Was erwartet wird:
Führe die Rezension zu Mistborn im Anschluss an ihren letzten Satz weiter.

Donnerstag, 27. Oktober 2016

Review: Mistborn (Brandon Sanderson)

Vor ungefähr zwei Jahren fing ich an Wheel of Time von Robert Jordan zu lesen, eine der bekanntesten Fantasy-Serien der Post-Tolkien-Ära, zumindest in den USA. Eingestellt hatte ich mich auf eine sehr lange, aber hoffentlich interessante Reihe, ich bekam stattdessen Streitigkeiten der Geschlechter auf Vorschulniveau, endlose Beschreibungen von Kleidung, einen seelenlosen RPG-Charakter als Hauptperson, nervige Völker mit völlig bescheuerten Ehrenkodizes, die mary-sueigste Prinzessin der Literaturgeschichte, coole Bösewichter, deren Potential jedoch überhaupt nicht ausgeschöpft wird und viele andere Dinge, die ich mittlerweile erfolgreich verdrängt habe. Warum ich überhaupt bis zum Ende gelesen habe, lag nur an zwei Dingen:
1. Ich beende normalerweise die Bücher oder Buchreihen, die ich angefangen habe, egal wie langweilig oder schlecht sie sind. In diesem Falle wurde mein Perfektionismus jedoch auf eine harte Probe gestellt.
2. Mich machte es neugierig wie eine Reihe ausgeht, deren letzten Bände nicht vom gleichen Autor geschrieben worden sind. Wer es nicht weiß: Robert Jordan starb 2007 an einer unheilbaren Blutkrankheit als sein Werk noch nicht beendet war. Seine Frau und Editorin erwählte den Fantasy-Autor Brandon Sanderson die Reihe zu vollenden.
Und Sanderson machte den Job überragend. Nicht nur sind die drei letzten Bände deutlich besser geschrieben, auch die Charaktere fühlen sich stärker wie echte Menschen an und auch die Spannung wird über mehrere Seiten aufrechterhalten. Grund genug also auch den eigenen Romanen von Brandon Sanderson eine Chance zu geben. So habe ich mich nach einigem Überlegen und Recherchieren für seine Mistborn-Reihe entschieden.
Der erste Band dieser Reihe mit dem gleichen Titel erschien 2006 und war der erste Roman von Sanderson nach seinem Erstlingswerk Elantris. In den folgenden Jahren kamen die beide Folgebände heraus. Jedoch ist Mistborn bereits in sich abgeschlossen und kann auch ohne Nachfolger als eigenständiges Werk für sich stehen. Hier folgt jetzt eine ausführliche Review zu dem Buch.
ACHTUNG: Ich halte wenig von spoilerfreien Reviews. Ich werde hier auf alle Ereignisse, die im Buch vorkommen Bezug nehmen, aber Spoiler zu anderen Werken kennzeichnen. Wer das Werk noch lesen und sich nicht den Spaß verderben lassen will sollte jetzt aufhören die Review zu lesen!

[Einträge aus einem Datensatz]
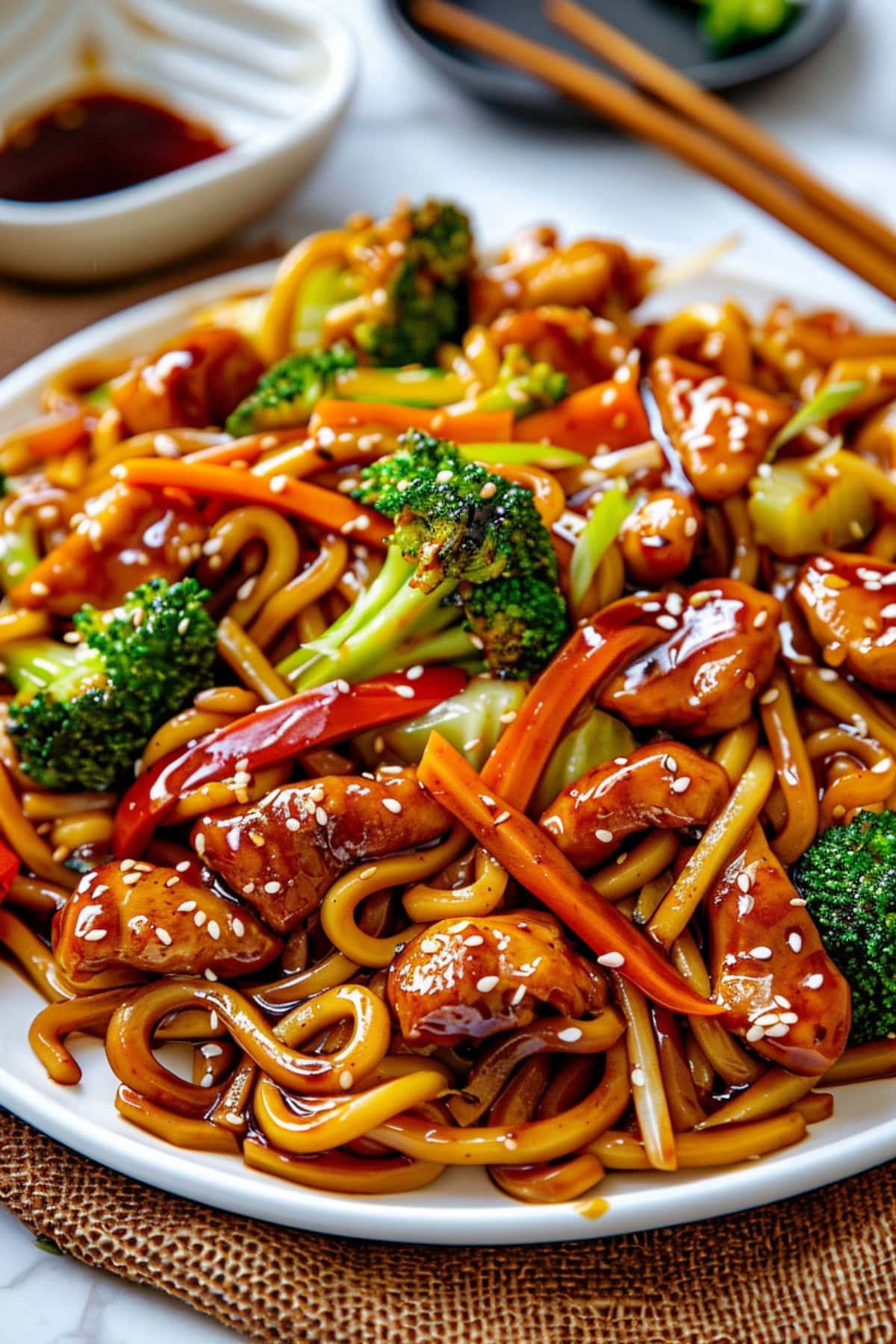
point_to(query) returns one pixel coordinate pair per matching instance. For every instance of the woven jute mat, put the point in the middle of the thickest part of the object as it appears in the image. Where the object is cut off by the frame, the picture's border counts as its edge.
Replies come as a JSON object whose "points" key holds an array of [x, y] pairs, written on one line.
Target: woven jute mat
{"points": [[810, 1270]]}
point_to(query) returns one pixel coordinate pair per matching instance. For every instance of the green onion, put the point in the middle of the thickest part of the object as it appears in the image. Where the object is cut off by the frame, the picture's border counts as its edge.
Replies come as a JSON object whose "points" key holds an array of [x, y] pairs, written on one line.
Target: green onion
{"points": [[597, 537], [523, 455], [828, 402]]}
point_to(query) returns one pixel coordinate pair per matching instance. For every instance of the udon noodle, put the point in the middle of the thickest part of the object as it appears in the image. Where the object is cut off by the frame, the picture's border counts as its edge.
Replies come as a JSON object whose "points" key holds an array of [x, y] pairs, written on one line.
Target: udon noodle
{"points": [[551, 932]]}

Lösung der Aufgabe:
Inhalt

Die Handlung findet in einer typischen Fantasy-Welt statt, welche als Final Empire (da ich nur das englische Original gelesen habe, verwende ich bei solchen Eigennamen auch die englischen Titel) bezeichnet wird. Regiert wird das ganze Reich von einem Lord Ruler, welcher unsterblich ist und bei seinen Leuten den Status eines Gottes erreicht hat. Ursprünglich war er als ein Auserwählter dazu bestimmt die Menschheit vor einem nicht näher definierten Bösen, die Deepness, zu retten. Ihm scheint das gelungen zu sein, doch irgendwas ist dabei mit ihm passiert und er wurde zu einem grausamen Tyrannen. So ist die Gesellschaft im Final Empire in eine klare Zwei-Klassengesellschaft unterteilt. Es gibt die Adligen, eine Oberschicht und Skaa, eine Unterschicht, welche wie Sklaven und Pariahs behandelt werden. Letztere müssen für die Adligen auf Plantagen, in Schmieden oder anderweitig arbeiten. 
Geprägt ist die Welt auch von einigen klimatischen Besonderheiten. Es regnet sehr häufig Asche und nachts ist die Außenwelt von einem seltsamen Nebel überzogen. Pflanzen wachsen zwar noch, aber sind nicht mehr grün.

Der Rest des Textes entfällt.